Can you copy out every line of the data below, starting with the first line and going on through the line that contains "left=292, top=311, right=418, bottom=512", keeping all wording unchanged but multiplying each bounding-box coordinate by 1.6 and rounding it to a whole number, with halves rounded up?
*-*-*
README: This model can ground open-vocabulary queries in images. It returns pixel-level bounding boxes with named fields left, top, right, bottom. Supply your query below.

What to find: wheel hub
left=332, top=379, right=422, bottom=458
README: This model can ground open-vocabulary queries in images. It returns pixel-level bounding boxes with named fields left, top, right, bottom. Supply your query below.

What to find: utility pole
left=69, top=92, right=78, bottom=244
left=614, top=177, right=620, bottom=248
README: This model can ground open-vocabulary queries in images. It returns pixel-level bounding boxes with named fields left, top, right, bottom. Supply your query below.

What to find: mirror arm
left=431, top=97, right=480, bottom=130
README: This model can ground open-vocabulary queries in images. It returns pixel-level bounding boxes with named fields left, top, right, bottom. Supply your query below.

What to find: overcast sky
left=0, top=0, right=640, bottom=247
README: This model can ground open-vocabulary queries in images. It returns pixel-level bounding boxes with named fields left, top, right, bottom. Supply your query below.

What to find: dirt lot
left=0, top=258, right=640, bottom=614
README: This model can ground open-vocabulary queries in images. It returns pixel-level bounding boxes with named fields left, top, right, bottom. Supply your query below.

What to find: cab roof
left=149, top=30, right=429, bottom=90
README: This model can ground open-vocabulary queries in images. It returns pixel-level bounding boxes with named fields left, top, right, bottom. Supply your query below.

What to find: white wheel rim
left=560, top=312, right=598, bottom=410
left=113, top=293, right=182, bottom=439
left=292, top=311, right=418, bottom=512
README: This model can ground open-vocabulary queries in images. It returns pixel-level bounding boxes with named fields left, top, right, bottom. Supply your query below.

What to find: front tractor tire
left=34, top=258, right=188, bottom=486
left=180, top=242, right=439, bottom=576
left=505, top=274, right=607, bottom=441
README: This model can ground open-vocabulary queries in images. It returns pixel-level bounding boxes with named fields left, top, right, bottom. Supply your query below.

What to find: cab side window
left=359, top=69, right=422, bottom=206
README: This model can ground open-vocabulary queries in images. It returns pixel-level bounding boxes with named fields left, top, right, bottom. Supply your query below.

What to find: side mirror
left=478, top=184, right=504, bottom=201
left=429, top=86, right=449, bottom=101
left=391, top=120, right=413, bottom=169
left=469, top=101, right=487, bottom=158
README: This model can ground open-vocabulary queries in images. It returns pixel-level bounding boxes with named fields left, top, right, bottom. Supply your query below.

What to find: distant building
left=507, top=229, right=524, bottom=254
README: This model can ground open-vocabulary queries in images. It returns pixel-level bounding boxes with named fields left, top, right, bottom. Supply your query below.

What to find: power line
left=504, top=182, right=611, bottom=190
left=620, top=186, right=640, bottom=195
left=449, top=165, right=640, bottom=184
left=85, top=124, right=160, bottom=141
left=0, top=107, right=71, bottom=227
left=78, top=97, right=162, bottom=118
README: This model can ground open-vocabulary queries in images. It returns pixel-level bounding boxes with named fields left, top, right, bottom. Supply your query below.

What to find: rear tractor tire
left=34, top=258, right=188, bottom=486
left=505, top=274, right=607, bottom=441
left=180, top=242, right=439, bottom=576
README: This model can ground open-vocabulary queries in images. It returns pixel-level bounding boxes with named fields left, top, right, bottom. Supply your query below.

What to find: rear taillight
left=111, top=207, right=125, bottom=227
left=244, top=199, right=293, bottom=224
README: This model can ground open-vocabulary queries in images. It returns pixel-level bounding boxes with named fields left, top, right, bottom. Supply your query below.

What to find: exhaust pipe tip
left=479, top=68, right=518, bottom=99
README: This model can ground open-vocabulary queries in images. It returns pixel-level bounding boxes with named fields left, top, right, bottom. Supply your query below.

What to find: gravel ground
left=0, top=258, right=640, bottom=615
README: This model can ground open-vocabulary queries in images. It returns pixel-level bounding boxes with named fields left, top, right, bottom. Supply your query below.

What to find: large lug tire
*-*-*
Result =
README: This model can ground open-vocabulary queries in images. It returns pixel-level bounding boxes with named fields left, top, right, bottom. Supply your query below.

What to find: wheel hub
left=531, top=606, right=675, bottom=733
README: This model can ground open-vocabulary queries in images. It returns pixel-level bounding boxes with named fields left, top, right, bottom. Supply your query below.

What to find: utility pole
left=110, top=147, right=125, bottom=390
left=982, top=283, right=992, bottom=397
README: This model can ground open-vocabulary queries in images. It returns pixel-level bounding boxes with named fields left, top, right, bottom. Supply your query below.

What to find: mirror arm
left=690, top=155, right=768, bottom=208
README: This model can ground open-vocabulary queries in images. It returns pixel-level bounding boxes with named fields left, top, right, bottom. Supply your query below.

What to find: overcast sky
left=0, top=0, right=1024, bottom=395
README: This model can ground open-vocabulary queries in images. It returns pixel-level bounding boxes with named fields left, top, right, bottom. Supply your query below.

What to find: dirt lot
left=0, top=413, right=1024, bottom=982
README: This model can ground open-vocabulary queries in images. It returns pixel-level bounding boxes with named fields left, top, right, bottom. Supply your query below.

What to find: cab roof
left=238, top=48, right=686, bottom=144
README: This model can ground open-vocabulary queries in images. It returns pixel-level bounding boxes with named fields left, top, right, bottom. Supply your query below.

What to find: white wheel rim
left=896, top=499, right=957, bottom=656
left=181, top=469, right=291, bottom=702
left=467, top=498, right=669, bottom=819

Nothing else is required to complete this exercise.